**Exercise objective**
Carry on the writeup below about forging a Macroplata tag, starting right after its last sentence.

**Quoted text**
Macroplata

󰃭 2026-04-12

Writeup macroplata - GMO_Goat - FCSC2026

Introduction

Macroplata : Just WHY man ? was my first reaction to this challenge… I usually don’t really like challenges with a lot of code :-) Soooo, basically there are 3 KEMS and some sort of TAG/authentification thing, my first instinct was : I’m NOT looking into the details of the KEMs before I have something on the actual thing that we’re supposed to to which is: forging a tag.

All that we need to do is an existencial forgery from a tag with known plaintext…

The tagging

The tagging mecanism is basically a recursive AES enc with a few twists depending on the … block padding ? I hope ANSSI didn’t mean to change KEM depending on the padding when they recommened hybrid solutions :-)

Well let’s consider a seqences of 16 bytes blocks (meaning all of them are 16 bytes so don’t need padding), $b_1, \cdots, b_n$, then the tag is of the form:

$$T(b_1, \cdots, b_n) = E_{K_0}\left(E_{K_0}\left(\cdots E_{K_0}\left(E_{K_0}\left(b_1\right) \oplus b_2\right) \cdots\right) \oplus b_n \oplus K_1\right)$$

And particular the known tag is exactly $32$-bytes so is of the form:

$T_0 = T(k_1, k_2 ) = E_{K_0} \left( E_{K_0} \left( k_1\right) \oplus k_2 \oplus K_1\right)$

Where $E_{K_0}$ is AES-ECB with key $K_0$ and $K_1$ is the key to the lattice KEM. Note that to win we can forge a tag of ANY length…

The KEMs

Well since the key to the AES seem to be the most important let’s look at the EC-KEM that derives it… Well its called ECElGamalKEM but it looks more like ECDH and … seems pretty secure. No luck here…

I didn’t really want to look at the lattice KEM too fast as it’s a LOT of code (Maybe I should have in retrospective hum hum…), so I thought that maybe I should look at the RSA KEM. The RSA KEM was SO simples that I was also convinced it had no real vulnerability.

BUT I SILL didn’t want to look at the lattice KEM until I actually find a forgery that requires only $K_1$ so I did that.

**Collected material**
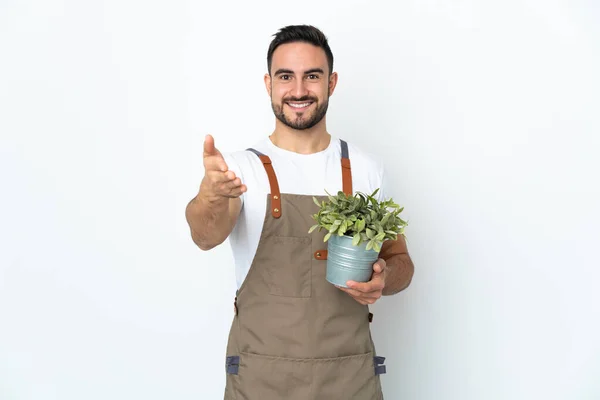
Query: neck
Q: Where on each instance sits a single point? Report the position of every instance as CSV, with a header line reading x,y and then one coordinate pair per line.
x,y
307,141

**Exercise output**
The forgery

We don’t know a lot… we know $k_1, k_2, T_0$ and possibly $K_1$ soooo what can we do. Well if we don’t want to involve $K_2$ we need full size blocks. So here I proceeded iterativly:

Can I forge a TAG for one block ?

$T(b_1) = E_{K_0}(b_1 \oplus K_1)$, since I only know one encryption with $K_0$ then necessarly I need that $b_1 \oplus K_1 = E_{K_0} \left( k_1\right) \oplus b_2 \oplus K_1$ which is equivalent to $b_1 \oplus b_2 = E_{K_0} \left( k_1\right)$, unfortunatly, there is NO WAY I get my hands on $E_{K_0} \left( k_1\right)$…

Can I forge a TAG for two blocks ?

Well I didn’t really try, since I assumed it would basically be the same as the given tag, maybe I’m wrong ?

Can I forge a TAG for three blocks ?

Same process : $T(b_1, b_2, b_3) = E_{K_0} \left( E_{K_0} \left( E_{K_0} \left( b_1\right) \oplus b_2\right) \oplus b_3 \oplus K_1\right)$ … I didn’t succeed but I felt like with a little more degree of freedom I could do it…

Can I forge a TAG for four blocks ?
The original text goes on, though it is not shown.